▶ _EXERCISE REQUIREMENTS_
Without including the pictures, copy out every line below.
====
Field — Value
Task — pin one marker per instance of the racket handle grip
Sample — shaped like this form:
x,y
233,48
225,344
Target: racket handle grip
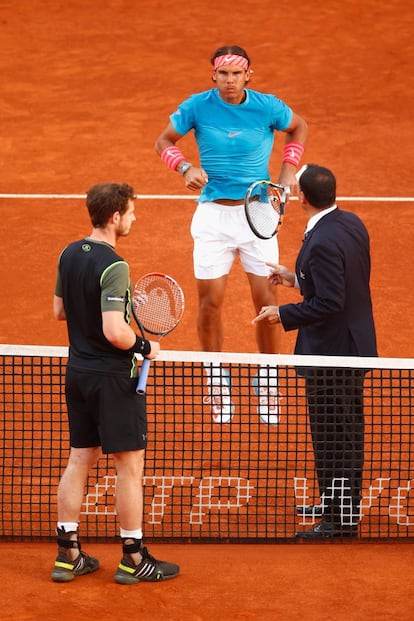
x,y
143,376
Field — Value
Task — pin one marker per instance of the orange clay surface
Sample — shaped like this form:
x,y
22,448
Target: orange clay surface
x,y
86,87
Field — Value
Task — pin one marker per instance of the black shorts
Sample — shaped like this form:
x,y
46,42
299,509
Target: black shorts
x,y
106,411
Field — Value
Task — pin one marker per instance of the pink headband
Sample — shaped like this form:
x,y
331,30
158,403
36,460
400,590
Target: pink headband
x,y
231,59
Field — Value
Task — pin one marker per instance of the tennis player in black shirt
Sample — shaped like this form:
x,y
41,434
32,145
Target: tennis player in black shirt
x,y
106,415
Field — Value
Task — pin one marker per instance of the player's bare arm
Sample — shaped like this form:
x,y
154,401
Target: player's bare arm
x,y
296,134
194,176
121,334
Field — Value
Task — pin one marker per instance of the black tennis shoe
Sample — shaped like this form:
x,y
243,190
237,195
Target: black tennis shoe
x,y
148,570
65,568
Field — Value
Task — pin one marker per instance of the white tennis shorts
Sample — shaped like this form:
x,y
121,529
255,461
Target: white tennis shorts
x,y
220,233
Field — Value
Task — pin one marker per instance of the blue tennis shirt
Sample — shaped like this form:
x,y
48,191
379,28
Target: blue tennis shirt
x,y
234,141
====
▶ _FINISHED EXERCISE_
Field — Value
Task — pin one marker per instance of the racket handle grip
Sample — shaped like this form:
x,y
233,48
225,344
Target: racket handle grip
x,y
143,376
Field — Value
Task — pin one marker per instance of the orange clay surface
Sample — shaped like this form:
x,y
22,448
Target: orange clay surface
x,y
86,87
Field — Value
Task — pin one marker per instance of the black shorts
Sample — shaped like this form:
x,y
46,42
299,509
Target: black shorts
x,y
106,411
Field — Value
Task — pin one marker per instance of the pink headband
Sample — shaped like this form:
x,y
331,30
158,403
36,460
400,590
Target: pink headband
x,y
231,59
Field — Value
Task — pin one marker per instance of the tennis player in black shirt
Sample — shaped like this form:
x,y
41,434
32,145
Target: tennis player in black shirt
x,y
106,415
Field — Value
Task — pin one marker per instance of the player's bare arm
Sample — shaped like this form:
x,y
154,401
Target: player's bare arm
x,y
296,134
194,176
121,334
Field — Value
Task — pin one marker per instance of the black tennis shoe
Sample — shaped like this form:
x,y
243,190
237,195
Target: black tennis shoe
x,y
148,570
65,568
Field — Value
Task — pin one marker per instance of the white tennis shorts
Sample — shaped like this form:
x,y
121,529
255,461
Target: white tennis shorts
x,y
220,233
Field — Value
Task — pin one marker per instance of the blue tennis shirt
Sample — shaped like this form:
x,y
48,191
379,28
Target: blue tennis shirt
x,y
234,141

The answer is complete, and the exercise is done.